Action item
All lines from the first one in the listing below to the one holding "point like [264,124].", inclusive, are to be copied exactly.

▬▬▬

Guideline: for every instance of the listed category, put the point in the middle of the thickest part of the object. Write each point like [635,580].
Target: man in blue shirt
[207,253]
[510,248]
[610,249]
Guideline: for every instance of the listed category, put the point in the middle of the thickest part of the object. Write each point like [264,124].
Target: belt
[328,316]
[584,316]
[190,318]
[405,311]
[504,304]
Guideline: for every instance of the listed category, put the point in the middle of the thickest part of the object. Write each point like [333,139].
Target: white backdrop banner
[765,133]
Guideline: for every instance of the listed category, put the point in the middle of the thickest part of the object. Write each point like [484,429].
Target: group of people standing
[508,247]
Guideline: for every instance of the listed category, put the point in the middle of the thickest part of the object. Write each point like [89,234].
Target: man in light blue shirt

▬▬▬

Completed task
Guideline: for every instance of the listed category, put the point in the middle of the thickest part of the object. Write each point like [635,580].
Target: man in blue shirt
[207,253]
[510,248]
[610,249]
Guideline: for every instance of the listed category, put the point in the middle of the thickest part of the object. Write each point like [264,124].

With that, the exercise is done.